Excerpted passage:
The Teenage Brain

What exactly goes on in the teenage brain? After we move past all the humorous clichés about the adolescent mind, France Jensen and Amy Ellis Nutt help us understand what neuroscience reveals about the human brain between ages 13 and 26. Their book, The Teenage Brain: A Neuroscientist’s Survival Guide to Raising Adolescents and Young Adults (Harper, 2015), serves as an enlightening and convicting source of wisdom for those who spend time with struggling-to-be-adults.

I will allow you to get your own copy of the book and mine for yourself all the gems in Jensen and Nutt’s work. But one aspect I hold up here for appreciation: neuroplasticity. This fancy term means that the teenage brain is in a season of rapid and exciting growth and change. Everything is in flux, potential is becoming reality, and trails in the wilderness of human biology and behavior are being blazed at every moment.

I think one of the most important functions of our ministry at Sonlight is to allow for growth and change. Campers can ask questions they might not have openings to ask in everyday life. They can try on strange voices and humor during skits at campfire. They experiment with their voices on silly songs, new worship songs, or new conversations. They can experiment with trust and critical thinking on the teams’ course. They can wonder with a counselor or speaker about growing up and living into a new faith.

Recorded data:
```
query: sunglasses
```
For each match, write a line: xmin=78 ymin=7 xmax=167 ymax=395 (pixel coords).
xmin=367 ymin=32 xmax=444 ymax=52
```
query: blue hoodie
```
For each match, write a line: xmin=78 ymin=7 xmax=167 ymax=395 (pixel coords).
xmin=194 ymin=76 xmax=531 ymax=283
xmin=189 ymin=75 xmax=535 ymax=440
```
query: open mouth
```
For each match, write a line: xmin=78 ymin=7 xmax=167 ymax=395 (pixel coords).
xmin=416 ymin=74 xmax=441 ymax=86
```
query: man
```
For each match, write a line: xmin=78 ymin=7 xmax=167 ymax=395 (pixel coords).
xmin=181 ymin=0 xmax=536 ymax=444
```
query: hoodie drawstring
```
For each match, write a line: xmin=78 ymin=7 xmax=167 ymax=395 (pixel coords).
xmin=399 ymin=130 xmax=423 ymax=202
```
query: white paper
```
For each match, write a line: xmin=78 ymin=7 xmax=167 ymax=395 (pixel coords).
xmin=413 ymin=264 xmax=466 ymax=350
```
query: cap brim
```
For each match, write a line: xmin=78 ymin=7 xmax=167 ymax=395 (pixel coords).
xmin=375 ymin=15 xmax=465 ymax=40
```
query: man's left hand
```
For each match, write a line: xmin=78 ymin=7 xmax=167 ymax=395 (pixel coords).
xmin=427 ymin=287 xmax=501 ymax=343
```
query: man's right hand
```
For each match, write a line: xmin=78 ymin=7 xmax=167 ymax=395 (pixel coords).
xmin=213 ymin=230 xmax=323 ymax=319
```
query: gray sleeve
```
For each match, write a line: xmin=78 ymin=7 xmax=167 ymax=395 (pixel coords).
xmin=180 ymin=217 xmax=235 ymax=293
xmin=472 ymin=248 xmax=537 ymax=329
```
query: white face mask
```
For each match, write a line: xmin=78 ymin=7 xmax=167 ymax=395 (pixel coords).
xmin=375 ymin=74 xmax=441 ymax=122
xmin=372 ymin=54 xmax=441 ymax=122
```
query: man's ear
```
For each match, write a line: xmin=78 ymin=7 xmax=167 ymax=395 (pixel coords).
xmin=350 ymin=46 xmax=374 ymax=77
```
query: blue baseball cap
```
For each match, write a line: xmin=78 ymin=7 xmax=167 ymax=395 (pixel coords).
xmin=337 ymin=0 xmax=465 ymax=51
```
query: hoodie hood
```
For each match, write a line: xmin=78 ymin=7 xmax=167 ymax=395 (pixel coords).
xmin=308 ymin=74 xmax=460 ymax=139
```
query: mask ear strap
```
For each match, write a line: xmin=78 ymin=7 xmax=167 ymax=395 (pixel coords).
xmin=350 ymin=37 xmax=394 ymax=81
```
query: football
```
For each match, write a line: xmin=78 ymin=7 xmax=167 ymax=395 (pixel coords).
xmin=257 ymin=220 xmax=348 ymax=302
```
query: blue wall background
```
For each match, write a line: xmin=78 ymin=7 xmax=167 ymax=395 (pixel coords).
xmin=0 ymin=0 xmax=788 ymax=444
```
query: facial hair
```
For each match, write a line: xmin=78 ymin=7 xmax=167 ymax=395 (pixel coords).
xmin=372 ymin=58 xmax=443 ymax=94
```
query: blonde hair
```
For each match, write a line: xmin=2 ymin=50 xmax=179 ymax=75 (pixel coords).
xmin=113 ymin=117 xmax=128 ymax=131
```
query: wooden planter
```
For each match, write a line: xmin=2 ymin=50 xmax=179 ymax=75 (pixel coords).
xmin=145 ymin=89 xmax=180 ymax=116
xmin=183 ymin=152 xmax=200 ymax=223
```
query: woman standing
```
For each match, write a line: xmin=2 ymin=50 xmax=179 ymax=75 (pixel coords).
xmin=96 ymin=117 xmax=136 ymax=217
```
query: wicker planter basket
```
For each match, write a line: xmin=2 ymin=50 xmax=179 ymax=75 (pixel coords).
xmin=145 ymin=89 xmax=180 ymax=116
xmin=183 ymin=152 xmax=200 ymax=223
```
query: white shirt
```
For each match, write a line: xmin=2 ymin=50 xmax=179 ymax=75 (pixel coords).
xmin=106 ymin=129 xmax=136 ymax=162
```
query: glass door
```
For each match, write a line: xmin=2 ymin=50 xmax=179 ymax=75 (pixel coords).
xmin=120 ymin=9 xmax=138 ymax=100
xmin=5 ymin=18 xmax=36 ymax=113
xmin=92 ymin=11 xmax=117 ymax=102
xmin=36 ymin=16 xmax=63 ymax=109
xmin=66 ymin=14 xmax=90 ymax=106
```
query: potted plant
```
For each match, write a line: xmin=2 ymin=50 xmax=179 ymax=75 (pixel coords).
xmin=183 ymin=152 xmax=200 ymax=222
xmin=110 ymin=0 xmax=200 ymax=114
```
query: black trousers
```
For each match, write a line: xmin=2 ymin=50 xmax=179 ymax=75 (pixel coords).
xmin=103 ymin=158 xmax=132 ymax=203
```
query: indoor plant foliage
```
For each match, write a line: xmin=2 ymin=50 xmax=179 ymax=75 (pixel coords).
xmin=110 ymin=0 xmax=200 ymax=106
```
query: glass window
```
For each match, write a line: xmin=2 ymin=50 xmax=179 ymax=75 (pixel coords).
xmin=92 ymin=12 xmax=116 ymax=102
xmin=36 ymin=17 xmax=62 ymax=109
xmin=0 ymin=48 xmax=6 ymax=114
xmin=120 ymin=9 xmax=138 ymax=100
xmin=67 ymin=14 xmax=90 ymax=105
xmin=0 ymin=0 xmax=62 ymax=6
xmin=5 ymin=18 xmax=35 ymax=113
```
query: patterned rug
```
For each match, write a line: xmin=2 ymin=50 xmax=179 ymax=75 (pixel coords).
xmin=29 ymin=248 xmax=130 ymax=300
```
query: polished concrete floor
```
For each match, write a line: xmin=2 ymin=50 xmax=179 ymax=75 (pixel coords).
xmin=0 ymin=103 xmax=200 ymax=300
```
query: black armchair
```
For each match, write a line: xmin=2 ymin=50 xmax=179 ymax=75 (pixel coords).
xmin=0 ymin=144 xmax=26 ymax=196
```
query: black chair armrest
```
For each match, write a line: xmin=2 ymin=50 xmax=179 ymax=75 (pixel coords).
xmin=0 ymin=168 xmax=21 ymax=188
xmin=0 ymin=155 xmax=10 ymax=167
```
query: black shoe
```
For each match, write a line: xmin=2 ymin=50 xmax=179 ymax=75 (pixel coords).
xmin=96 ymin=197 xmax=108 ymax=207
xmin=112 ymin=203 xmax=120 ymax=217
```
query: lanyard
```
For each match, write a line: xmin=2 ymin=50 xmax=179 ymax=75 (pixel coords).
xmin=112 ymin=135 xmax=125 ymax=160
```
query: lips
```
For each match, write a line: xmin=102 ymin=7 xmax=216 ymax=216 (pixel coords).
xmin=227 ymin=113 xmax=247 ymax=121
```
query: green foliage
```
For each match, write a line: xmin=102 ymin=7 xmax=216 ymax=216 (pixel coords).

What is expected: Please say whether each statement below agrees with the passage on the teenage brain, answering yes or no and quoting the words that decide it. (a) The book by Jensen and Nutt was published by Harper in 2015. (b) The book describes the human brain between ages 10 and 20. (c) At Sonlight, campers can experiment with trust and critical thinking on the teams' course.

Response to the exercise:
(a) Yes: "(Harper, 2015)"
(b) No: "the human brain between ages 13 and 26"
(c) Yes: "They can experiment with trust and critical thinking on the teams’ course."